◆ Activity
Can you switch "pixel-accurate" to "precise" and give back the material from its first line through the line that has "box: [239, 537, 337, 600]", with everything else unchanged?

◆ Material to process
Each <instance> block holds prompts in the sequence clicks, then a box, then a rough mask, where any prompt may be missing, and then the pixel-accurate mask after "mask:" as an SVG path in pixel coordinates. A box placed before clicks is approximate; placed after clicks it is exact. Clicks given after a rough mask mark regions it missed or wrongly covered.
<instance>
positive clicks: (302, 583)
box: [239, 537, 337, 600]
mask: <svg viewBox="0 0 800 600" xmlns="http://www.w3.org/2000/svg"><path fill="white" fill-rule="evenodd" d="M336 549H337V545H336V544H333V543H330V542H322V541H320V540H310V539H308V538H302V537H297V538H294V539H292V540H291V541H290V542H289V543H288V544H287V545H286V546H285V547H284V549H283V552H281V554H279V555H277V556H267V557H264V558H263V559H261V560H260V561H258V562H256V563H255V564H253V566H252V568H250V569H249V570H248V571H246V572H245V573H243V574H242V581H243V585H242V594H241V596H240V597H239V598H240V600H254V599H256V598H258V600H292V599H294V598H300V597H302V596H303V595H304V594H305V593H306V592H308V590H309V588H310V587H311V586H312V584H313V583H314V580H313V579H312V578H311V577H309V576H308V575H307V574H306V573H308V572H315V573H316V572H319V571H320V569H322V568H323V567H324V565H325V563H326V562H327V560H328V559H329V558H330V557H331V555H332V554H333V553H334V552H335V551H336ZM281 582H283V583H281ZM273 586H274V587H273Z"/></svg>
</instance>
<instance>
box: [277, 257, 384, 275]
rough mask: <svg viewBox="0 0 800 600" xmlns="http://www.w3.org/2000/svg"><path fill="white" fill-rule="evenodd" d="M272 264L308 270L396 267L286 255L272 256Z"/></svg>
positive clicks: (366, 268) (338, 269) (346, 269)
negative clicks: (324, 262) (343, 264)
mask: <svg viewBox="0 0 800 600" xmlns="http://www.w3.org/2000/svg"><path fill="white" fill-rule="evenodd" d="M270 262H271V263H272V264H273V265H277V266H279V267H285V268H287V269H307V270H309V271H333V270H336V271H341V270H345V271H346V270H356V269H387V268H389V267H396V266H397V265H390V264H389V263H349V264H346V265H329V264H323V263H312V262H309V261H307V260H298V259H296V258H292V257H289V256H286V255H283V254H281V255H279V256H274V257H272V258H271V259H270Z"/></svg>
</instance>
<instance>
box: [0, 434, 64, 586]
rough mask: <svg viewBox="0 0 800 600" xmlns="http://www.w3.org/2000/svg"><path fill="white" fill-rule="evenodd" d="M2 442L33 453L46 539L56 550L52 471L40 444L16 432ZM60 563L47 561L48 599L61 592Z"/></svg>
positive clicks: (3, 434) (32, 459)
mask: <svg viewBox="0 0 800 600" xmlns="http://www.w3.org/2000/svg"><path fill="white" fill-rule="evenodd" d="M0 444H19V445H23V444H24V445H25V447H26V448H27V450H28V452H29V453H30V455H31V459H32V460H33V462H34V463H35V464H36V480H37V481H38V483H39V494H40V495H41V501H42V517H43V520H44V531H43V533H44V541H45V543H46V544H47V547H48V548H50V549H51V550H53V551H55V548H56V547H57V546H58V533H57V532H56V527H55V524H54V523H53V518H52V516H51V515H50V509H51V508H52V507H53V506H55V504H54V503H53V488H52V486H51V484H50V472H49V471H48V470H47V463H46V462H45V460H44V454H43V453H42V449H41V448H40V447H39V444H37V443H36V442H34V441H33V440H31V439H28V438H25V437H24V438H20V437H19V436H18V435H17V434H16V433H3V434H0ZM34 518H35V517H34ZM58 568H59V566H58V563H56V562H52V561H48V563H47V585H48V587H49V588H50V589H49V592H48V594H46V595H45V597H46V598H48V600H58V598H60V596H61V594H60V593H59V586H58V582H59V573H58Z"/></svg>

◆ Expected answer
Each <instance> block holds prompts in the sequence clicks, then a box, then a rough mask, where any prompt may be missing, and then the precise mask after "mask:" as an SVG path in pixel coordinates. A box placed before clicks is approximate; placed after clicks it is exact. Clicks given after a rough mask mark regions it missed or wrongly covered.
<instance>
positive clicks: (302, 583)
box: [239, 537, 337, 600]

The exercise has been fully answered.